January 1st. The first day of a new year. My first official act of 2022 was to look at an enormous bug on the kitchen floor, cast about wildly in my brain for a solution, and then turn off the kitchen light and walk away.
I’ll deal with that later.
I have some ambivalence about end-of-year roundups that lean solely on stats. Invariably the posts I care the most about don’t end up with the most clicks. That’s why I deliberately made a list of the issues I cared most about (and wrote the most about) when this day rolled around last year. Not the pieces with the most hits.
In 2021, the piece I probably cared the most about and that also had wide readership was one that I would rather not have written. It was a remembrance of Michael McCall, written on the occasion of his untimely passing.
I wish that imagination and joy were as contagious as what we’ve been enduring the last few years.

Collected data
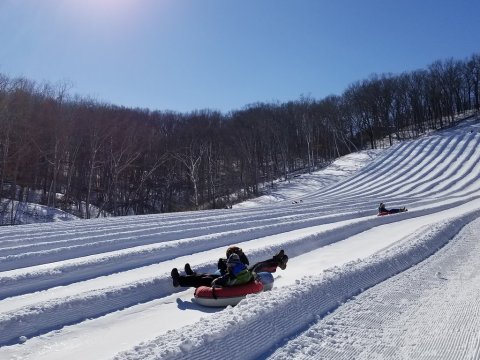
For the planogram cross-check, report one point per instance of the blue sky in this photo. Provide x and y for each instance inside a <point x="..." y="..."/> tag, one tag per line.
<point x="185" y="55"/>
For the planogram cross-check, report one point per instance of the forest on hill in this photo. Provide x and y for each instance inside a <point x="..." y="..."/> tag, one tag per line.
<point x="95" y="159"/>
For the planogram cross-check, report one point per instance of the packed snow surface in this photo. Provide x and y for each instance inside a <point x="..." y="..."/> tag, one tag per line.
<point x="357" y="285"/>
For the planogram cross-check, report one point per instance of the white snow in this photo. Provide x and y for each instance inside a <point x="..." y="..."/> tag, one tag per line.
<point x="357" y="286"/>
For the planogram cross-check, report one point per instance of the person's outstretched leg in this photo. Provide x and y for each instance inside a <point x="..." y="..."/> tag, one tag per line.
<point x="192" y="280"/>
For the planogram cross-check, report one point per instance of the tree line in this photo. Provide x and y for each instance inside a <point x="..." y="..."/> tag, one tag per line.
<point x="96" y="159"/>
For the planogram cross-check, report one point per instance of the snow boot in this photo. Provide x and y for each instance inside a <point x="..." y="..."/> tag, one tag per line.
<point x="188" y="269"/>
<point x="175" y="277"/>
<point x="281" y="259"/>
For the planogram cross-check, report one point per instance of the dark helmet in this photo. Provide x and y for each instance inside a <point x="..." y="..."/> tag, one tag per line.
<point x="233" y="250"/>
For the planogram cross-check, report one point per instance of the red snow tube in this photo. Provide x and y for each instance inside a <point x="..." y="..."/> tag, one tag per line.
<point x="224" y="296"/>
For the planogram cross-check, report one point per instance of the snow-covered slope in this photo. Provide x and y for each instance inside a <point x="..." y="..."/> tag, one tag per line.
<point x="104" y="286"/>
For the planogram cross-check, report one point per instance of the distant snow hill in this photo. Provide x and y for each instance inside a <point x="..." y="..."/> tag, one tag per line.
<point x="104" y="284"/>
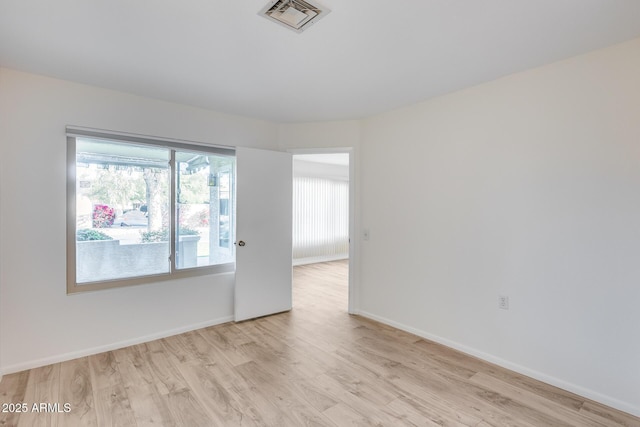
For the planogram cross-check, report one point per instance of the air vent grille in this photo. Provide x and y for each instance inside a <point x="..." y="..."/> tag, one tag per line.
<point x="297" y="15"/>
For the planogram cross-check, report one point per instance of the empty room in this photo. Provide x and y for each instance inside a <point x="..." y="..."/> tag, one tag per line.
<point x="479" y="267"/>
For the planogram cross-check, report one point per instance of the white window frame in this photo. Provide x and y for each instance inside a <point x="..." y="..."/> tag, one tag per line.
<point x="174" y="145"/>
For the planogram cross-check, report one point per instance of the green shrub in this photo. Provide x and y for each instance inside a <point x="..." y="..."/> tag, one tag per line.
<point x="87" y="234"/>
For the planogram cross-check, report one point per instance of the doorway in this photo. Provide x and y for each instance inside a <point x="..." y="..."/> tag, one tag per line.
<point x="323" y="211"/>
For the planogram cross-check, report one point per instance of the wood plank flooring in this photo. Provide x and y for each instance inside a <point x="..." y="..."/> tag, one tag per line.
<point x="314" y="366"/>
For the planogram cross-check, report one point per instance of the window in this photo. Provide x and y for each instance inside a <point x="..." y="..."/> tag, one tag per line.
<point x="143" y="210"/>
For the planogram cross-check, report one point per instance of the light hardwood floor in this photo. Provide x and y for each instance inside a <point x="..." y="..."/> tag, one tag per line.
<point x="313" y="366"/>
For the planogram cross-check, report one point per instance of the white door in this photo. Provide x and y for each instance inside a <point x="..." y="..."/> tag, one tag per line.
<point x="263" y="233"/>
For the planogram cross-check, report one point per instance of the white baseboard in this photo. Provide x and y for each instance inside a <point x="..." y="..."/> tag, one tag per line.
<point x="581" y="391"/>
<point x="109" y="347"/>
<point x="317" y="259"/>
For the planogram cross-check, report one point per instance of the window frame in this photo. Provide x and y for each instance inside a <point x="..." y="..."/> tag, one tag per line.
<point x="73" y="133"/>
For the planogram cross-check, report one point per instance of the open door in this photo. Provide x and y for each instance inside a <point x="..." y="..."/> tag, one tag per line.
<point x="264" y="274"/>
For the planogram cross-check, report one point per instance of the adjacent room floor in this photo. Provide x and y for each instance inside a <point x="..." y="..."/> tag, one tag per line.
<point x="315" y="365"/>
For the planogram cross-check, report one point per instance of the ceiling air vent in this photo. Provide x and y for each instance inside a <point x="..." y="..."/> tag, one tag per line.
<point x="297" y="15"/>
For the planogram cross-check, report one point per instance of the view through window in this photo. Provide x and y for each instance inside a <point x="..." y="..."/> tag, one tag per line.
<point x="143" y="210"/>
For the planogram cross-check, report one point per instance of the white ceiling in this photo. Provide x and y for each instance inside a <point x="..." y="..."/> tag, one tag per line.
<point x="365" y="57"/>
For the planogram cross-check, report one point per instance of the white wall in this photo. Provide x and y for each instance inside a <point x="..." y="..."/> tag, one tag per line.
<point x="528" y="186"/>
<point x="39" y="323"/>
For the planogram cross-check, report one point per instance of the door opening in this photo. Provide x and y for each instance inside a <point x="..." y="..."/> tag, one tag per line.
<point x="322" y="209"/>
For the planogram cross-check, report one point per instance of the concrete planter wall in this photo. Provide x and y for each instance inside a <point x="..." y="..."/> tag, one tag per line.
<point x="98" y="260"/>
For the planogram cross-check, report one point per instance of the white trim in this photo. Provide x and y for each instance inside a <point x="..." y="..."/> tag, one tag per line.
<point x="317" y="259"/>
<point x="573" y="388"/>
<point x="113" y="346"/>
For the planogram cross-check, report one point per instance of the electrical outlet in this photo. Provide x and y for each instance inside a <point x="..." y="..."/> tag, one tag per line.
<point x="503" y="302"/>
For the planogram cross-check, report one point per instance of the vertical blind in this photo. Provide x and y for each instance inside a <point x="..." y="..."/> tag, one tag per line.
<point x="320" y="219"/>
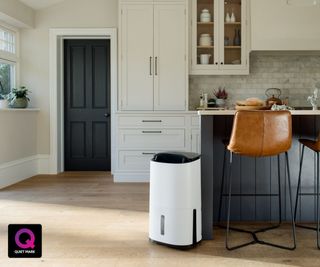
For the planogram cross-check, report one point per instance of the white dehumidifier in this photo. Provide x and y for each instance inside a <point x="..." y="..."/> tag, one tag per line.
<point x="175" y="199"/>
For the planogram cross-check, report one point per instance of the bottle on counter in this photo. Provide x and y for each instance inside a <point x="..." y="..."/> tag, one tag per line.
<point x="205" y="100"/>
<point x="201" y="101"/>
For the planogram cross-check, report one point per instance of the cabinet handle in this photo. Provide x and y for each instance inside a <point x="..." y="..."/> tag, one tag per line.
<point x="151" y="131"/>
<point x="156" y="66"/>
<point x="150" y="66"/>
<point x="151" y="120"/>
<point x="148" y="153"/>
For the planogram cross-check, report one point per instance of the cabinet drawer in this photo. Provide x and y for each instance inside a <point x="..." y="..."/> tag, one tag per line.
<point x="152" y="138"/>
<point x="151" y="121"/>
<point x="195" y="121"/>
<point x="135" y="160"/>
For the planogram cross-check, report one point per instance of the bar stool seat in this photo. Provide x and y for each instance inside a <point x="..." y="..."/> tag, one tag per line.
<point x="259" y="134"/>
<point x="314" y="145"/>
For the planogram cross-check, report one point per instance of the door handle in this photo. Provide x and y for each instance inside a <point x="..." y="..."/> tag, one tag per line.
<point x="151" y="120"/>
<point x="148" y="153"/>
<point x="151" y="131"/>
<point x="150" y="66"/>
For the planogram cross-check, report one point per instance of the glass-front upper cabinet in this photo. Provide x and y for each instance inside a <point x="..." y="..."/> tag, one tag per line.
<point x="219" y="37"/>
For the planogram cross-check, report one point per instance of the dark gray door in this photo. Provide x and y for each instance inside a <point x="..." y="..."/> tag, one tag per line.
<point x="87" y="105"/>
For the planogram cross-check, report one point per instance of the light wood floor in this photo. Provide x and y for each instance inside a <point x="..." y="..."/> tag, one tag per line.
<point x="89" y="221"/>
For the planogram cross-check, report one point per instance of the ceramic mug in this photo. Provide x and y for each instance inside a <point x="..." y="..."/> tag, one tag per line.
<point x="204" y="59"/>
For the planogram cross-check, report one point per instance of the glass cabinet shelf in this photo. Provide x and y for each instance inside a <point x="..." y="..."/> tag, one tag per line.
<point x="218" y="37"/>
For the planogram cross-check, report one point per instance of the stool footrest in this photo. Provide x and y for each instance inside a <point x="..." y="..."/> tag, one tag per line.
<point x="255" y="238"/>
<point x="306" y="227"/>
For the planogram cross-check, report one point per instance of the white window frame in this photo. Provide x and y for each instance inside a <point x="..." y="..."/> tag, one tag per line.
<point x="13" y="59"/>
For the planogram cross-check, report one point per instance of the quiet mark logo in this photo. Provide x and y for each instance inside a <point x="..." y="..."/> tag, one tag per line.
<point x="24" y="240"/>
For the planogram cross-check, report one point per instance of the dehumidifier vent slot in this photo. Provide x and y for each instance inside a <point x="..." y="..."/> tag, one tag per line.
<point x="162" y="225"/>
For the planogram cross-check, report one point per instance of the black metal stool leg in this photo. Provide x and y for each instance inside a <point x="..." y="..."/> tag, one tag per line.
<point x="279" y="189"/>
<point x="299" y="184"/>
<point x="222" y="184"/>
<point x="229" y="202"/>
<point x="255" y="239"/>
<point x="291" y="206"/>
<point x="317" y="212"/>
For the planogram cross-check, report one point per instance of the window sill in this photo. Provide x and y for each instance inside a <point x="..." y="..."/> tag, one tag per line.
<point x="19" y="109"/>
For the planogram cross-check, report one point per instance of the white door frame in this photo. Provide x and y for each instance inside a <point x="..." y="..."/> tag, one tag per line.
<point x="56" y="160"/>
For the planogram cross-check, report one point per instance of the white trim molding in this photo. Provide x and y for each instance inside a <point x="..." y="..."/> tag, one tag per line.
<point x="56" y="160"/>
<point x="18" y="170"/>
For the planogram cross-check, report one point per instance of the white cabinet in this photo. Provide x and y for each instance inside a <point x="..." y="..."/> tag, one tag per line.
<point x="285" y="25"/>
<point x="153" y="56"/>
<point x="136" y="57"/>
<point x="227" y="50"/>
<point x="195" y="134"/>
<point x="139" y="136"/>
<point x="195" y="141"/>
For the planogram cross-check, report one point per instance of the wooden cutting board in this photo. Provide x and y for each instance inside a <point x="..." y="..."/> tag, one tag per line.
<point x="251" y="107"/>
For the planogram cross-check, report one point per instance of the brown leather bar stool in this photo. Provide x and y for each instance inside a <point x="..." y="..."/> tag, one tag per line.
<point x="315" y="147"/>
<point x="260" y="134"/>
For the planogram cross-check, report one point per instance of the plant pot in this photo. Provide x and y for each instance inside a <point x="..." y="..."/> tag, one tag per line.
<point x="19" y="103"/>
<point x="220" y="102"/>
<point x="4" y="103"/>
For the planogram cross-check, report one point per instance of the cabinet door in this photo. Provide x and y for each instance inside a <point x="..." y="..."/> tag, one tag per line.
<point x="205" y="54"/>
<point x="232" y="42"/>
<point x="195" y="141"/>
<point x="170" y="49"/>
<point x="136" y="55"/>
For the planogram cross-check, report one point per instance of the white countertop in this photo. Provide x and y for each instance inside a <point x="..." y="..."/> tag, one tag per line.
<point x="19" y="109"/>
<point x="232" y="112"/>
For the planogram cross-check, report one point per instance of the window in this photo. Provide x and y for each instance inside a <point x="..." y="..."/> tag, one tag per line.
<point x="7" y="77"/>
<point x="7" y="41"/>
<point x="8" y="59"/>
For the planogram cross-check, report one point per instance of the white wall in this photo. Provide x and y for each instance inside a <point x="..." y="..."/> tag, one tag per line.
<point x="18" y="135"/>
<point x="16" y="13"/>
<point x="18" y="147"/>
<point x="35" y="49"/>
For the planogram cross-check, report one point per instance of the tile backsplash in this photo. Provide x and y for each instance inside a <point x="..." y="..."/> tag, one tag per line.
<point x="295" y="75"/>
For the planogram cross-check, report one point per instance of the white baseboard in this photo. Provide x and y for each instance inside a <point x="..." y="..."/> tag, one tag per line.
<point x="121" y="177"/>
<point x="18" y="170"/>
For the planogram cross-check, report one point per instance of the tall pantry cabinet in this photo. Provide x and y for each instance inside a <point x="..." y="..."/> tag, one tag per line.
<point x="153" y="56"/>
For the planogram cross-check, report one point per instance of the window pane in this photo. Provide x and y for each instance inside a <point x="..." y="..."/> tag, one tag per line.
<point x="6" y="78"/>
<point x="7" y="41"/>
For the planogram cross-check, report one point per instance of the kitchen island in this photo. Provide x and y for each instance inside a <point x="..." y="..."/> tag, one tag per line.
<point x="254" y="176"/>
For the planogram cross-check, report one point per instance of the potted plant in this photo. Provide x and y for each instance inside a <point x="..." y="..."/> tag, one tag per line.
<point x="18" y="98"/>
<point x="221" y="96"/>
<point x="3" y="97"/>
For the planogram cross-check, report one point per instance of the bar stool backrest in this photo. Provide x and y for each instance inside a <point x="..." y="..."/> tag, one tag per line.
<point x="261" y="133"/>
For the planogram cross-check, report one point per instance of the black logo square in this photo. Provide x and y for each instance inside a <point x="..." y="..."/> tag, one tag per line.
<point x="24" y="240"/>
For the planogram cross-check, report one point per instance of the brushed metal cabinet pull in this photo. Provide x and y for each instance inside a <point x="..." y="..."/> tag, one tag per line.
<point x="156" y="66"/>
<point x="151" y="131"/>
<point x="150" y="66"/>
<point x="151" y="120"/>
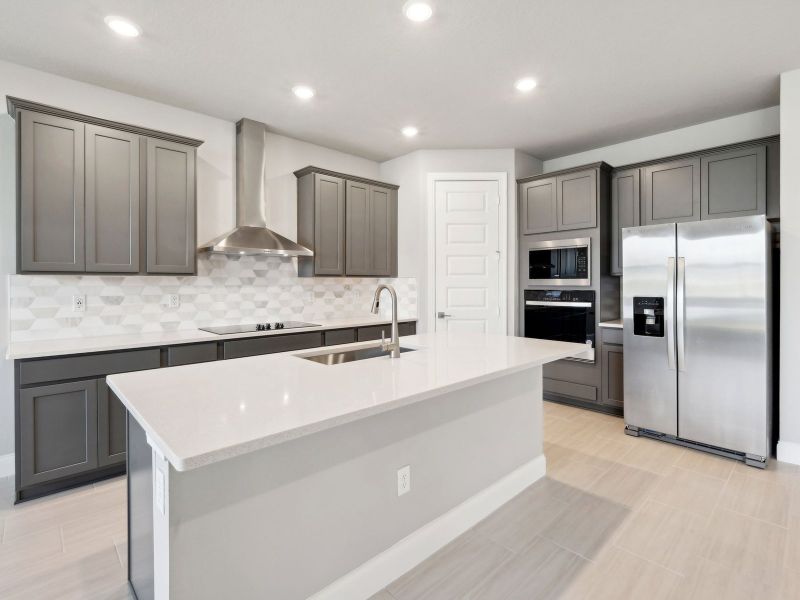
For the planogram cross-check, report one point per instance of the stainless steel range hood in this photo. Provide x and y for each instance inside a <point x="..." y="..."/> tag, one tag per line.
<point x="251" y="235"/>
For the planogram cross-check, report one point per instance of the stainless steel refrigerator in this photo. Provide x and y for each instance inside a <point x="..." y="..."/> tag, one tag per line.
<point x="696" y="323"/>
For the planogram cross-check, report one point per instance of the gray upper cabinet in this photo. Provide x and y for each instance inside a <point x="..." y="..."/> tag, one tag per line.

▶ WHAT THIS EXERCISE ASKS:
**a.** Output the part of the New Year's Day post that opens with the words containing "I have some" and closes with "his untimely passing.".
**b.** Go on with the New Year's Day post from the point where it stops.
The records have no role in this.

▶ RESPONSES IN ORDER:
**a.**
I have some ambivalence about end-of-year roundups that lean solely on stats. Invariably the posts I care the most about don’t end up with the most clicks. That’s why I deliberately made a list of the issues I cared most about (and wrote the most about) when this day rolled around last year. Not the pieces with the most hits.
In 2021, the piece I probably cared the most about and that also had wide readership was one that I would rather not have written. It was a remembrance of Michael McCall, written on the occasion of his untimely passing.

**b.**
As far as contemplating a new year is concerned, I discovered exactly what I wanted to say in a post I wrote on Inauguration Day, 2021:
We must have the capacity to want good for others as well as ourselves. We need leaders who put that goodness into policy decisions. We need laws that establish a commitment to basic human decency and caring as key components of how our country works. National or local, the goal must be the same.
Most of all, we need to challenge at every turn the notion that goodness is scarce and must be hoarded to assure its proper use. It is, in fact, that very notion which limits and chokes goodness down to nothing but a commodity to be bought and sold. The last four years are proof of that. It is ugly and it has been deeply damaging to our country.
Goodness matters: without it the world crumbles. Believe it. Act on it. Share generously. Nothing you do today and in all the days going forward will have more impact on the world around you.
May this day be safe, and joyful, and a truly good beginning for us all.
I think that says it all. Let there be health, and joy, and let goodness be shared freely.
Happy New Year.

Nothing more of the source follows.